Dataset entries:
*-*-*
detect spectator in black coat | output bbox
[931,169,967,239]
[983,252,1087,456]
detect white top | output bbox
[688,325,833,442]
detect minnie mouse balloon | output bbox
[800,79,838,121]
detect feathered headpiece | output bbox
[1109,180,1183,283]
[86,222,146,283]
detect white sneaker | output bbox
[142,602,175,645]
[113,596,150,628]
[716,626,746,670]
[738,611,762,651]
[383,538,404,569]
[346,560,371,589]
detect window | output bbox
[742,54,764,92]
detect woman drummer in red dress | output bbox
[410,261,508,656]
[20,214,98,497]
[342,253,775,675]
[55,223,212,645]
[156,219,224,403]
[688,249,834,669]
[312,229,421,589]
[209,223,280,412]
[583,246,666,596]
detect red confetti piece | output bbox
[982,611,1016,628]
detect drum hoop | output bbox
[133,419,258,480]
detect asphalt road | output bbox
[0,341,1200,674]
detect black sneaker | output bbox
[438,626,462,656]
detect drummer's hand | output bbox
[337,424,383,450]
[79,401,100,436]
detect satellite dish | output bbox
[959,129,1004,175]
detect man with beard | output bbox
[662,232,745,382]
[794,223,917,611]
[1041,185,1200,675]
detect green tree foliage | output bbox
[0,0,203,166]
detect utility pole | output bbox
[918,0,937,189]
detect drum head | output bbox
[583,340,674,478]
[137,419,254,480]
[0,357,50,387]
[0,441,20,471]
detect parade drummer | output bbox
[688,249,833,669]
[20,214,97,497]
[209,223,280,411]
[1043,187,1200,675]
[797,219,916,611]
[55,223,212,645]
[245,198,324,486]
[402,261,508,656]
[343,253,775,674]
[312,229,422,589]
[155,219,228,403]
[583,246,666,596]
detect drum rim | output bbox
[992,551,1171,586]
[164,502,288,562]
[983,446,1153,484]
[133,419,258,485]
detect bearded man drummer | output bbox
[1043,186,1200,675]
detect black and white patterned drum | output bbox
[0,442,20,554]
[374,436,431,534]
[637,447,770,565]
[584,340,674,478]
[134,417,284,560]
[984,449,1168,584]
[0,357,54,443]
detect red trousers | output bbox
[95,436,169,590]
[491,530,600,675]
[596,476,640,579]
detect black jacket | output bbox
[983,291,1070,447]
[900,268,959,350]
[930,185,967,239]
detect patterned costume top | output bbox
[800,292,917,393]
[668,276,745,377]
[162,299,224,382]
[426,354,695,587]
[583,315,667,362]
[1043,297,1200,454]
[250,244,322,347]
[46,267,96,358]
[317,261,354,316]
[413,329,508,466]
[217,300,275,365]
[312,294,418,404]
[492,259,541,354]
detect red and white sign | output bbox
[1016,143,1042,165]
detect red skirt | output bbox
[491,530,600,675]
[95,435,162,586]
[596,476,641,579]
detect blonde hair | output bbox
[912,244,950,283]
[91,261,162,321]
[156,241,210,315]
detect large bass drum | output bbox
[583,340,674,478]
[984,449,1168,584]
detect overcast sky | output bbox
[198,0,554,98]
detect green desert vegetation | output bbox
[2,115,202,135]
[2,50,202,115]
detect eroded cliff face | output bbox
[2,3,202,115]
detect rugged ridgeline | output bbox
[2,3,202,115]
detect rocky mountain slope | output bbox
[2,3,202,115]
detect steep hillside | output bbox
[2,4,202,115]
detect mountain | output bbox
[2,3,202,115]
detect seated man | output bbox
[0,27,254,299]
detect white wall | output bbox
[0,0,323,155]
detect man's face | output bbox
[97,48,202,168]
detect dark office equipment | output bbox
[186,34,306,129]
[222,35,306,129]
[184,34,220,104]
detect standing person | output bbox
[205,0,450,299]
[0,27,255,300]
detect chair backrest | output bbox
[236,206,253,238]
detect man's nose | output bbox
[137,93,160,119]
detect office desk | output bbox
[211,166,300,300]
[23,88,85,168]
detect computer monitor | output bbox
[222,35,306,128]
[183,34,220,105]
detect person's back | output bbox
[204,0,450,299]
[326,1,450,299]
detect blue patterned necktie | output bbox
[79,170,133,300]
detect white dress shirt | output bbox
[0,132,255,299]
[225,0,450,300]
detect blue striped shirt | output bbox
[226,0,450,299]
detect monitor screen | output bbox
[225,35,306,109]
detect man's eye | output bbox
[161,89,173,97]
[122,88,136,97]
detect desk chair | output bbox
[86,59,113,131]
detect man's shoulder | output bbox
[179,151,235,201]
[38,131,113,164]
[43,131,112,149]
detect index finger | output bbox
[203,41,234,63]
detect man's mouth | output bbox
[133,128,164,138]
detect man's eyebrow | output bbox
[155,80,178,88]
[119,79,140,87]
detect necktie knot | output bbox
*-*-*
# SET TASK
Starting at the first line of the records above and ending at the line containing "[959,129,1004,175]", give those lines as a JSON list of strings with one string per line, leaving out blank lines.

# FULL SOLUTION
[
  "detect spectator in black coat | output bbox",
  "[931,169,967,239]",
  "[983,252,1087,456]",
  "detect white top | output bbox",
  "[688,325,833,442]",
  "detect minnie mouse balloon | output bbox",
  "[800,79,838,121]",
  "detect feathered headpiece | output bbox",
  "[1109,180,1183,283]",
  "[86,222,146,283]",
  "detect white sneaker | output bbox",
  "[142,602,175,645]",
  "[113,596,150,628]",
  "[716,626,746,670]",
  "[738,611,762,651]",
  "[383,538,404,569]",
  "[346,560,371,589]",
  "detect window | output bbox",
  "[742,54,764,92]",
  "detect woman drummer in red dress | output bbox",
  "[410,261,508,656]",
  "[20,214,98,497]",
  "[342,253,775,675]",
  "[55,223,212,645]",
  "[156,219,224,403]",
  "[688,249,834,669]",
  "[312,229,421,589]",
  "[209,223,280,412]",
  "[583,246,666,596]",
  "detect red confetti piece | output bbox",
  "[982,611,1016,628]",
  "detect drum hoop | output bbox",
  "[133,419,258,480]",
  "detect asphalt road | output bbox",
  "[0,341,1200,674]",
  "detect black sneaker | output bbox",
  "[438,626,462,656]",
  "detect drummer's hand | output bbox",
  "[337,424,383,450]",
  "[79,401,100,436]",
  "detect satellite dish | output bbox",
  "[959,129,1004,175]"
]